- _Material shown_
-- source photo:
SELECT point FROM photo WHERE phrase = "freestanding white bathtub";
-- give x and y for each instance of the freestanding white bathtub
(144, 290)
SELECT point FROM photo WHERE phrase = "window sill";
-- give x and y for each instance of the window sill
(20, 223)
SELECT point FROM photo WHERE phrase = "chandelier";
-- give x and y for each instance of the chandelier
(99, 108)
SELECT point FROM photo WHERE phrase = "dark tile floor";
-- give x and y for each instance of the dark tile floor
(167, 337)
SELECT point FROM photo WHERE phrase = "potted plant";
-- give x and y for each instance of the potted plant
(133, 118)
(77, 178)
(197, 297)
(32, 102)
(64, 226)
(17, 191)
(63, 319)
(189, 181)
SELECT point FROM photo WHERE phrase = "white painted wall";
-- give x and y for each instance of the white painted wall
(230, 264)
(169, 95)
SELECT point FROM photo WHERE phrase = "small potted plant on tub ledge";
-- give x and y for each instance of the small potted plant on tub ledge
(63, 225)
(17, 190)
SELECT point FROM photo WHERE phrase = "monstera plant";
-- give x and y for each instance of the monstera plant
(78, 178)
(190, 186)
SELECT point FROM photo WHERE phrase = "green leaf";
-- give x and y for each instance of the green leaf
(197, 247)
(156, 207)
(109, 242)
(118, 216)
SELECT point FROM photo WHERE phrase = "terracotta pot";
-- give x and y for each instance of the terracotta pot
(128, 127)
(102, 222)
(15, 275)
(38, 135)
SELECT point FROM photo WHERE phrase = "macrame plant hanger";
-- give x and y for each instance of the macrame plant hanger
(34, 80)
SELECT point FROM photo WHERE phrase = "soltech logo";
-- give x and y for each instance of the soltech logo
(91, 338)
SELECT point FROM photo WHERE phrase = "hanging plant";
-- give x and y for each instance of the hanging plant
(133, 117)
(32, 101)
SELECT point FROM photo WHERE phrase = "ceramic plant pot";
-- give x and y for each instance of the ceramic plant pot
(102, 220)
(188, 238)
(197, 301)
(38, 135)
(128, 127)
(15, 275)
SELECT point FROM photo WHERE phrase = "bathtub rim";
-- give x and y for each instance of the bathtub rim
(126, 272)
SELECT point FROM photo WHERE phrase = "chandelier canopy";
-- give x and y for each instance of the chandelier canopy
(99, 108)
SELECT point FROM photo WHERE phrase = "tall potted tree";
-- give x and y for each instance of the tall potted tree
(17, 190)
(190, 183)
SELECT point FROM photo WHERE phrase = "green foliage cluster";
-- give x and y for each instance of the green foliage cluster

- _How to complete this task_
Whatever appears in the records must be returned exactly.

- _Solution to this problem_
-- source photo:
SELECT point FROM photo WHERE phrase = "freestanding white bathtub";
-- give x and y for each instance of the freestanding white bathtub
(144, 290)
SELECT point FROM photo WHERE phrase = "window sill";
-- give x and y for each instance of the window sill
(20, 223)
SELECT point FROM photo WHERE phrase = "chandelier";
-- give x and y for each instance of the chandelier
(99, 108)
SELECT point FROM photo WHERE phrase = "dark tile floor";
-- give x and y for each instance of the dark tile floor
(167, 337)
SELECT point FROM photo WHERE phrase = "potted plant";
-- give x and y for each instance of the potted plant
(133, 118)
(77, 178)
(197, 297)
(32, 102)
(64, 226)
(17, 191)
(63, 319)
(189, 181)
SELECT point FROM photo WHERE phrase = "white painted wall";
-- give x and y for each instance of the white painted wall
(230, 264)
(169, 95)
SELECT point FROM photo WHERE phrase = "small potted plant on tub ledge";
-- give x and y for each instance of the small potted plant on tub ledge
(63, 225)
(17, 190)
SELECT point FROM photo WHERE phrase = "monstera plant";
-- give x and y for each instance of the monstera plant
(78, 178)
(190, 186)
SELECT point FROM photo WHERE phrase = "green leaf";
-- give x and y for each instance of the green leaf
(197, 247)
(156, 207)
(109, 242)
(118, 216)
SELECT point FROM photo WHERE phrase = "terracotta pot";
-- give x and y for each instance of the terracotta pot
(128, 127)
(102, 222)
(15, 275)
(38, 135)
SELECT point FROM photo WHERE phrase = "macrame plant hanger";
-- give x and y for each instance of the macrame plant hanger
(34, 80)
SELECT point FROM photo WHERE phrase = "soltech logo";
-- give x and y for each instance of the soltech logo
(91, 338)
SELECT point FROM photo WHERE phrase = "hanging plant";
-- give x and y for each instance of the hanging plant
(133, 117)
(32, 101)
SELECT point FROM photo WHERE phrase = "ceramic plant pot";
-- give x and y for each instance of the ceramic plant pot
(102, 220)
(188, 238)
(197, 301)
(38, 135)
(128, 127)
(15, 275)
SELECT point FROM photo WHERE phrase = "bathtub rim";
-- give x and y for each instance of the bathtub rim
(126, 272)
SELECT point FROM photo WHERE phrase = "chandelier canopy";
-- give x and y for each instance of the chandelier canopy
(99, 108)
SELECT point FROM photo WHERE phrase = "tall potted tree";
-- give x and y for each instance of the tall potted tree
(17, 190)
(190, 183)
SELECT point FROM photo WHERE phrase = "green foliage cluster";
-- give x and y for each instance of the green foliage cluster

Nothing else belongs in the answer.